Rewrite the data below with "front door" replaced by "entrance door" and nothing else altered, leaving out the pictures.

__Data excerpts__:
• • •

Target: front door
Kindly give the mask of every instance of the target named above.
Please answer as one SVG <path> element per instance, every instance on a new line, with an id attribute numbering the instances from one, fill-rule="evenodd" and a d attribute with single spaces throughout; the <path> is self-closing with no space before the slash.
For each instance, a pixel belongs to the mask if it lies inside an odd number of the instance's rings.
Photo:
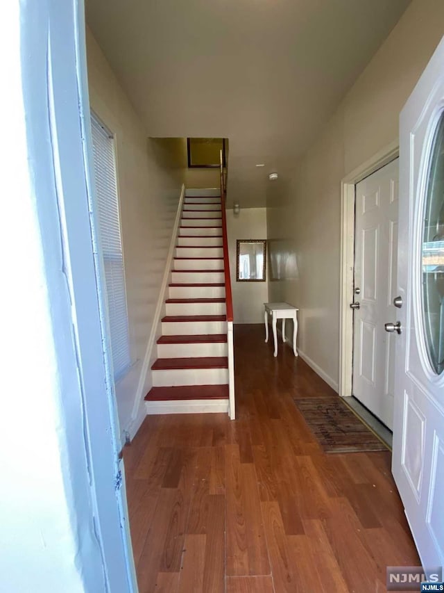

• • •

__Solution to the exercise__:
Target: entrance door
Kindly give the mask of every instance of the target named above.
Please answer as one SVG <path> element per instance, every instance on a new line, with an id attribute numbering the instances from one, fill-rule="evenodd" and a d attribute with single spaces throughout; the <path> is self-closing with no space before the slash.
For each instance, a pixel belongs to the mask if it lies inside an odd number of the instance's rings.
Photo:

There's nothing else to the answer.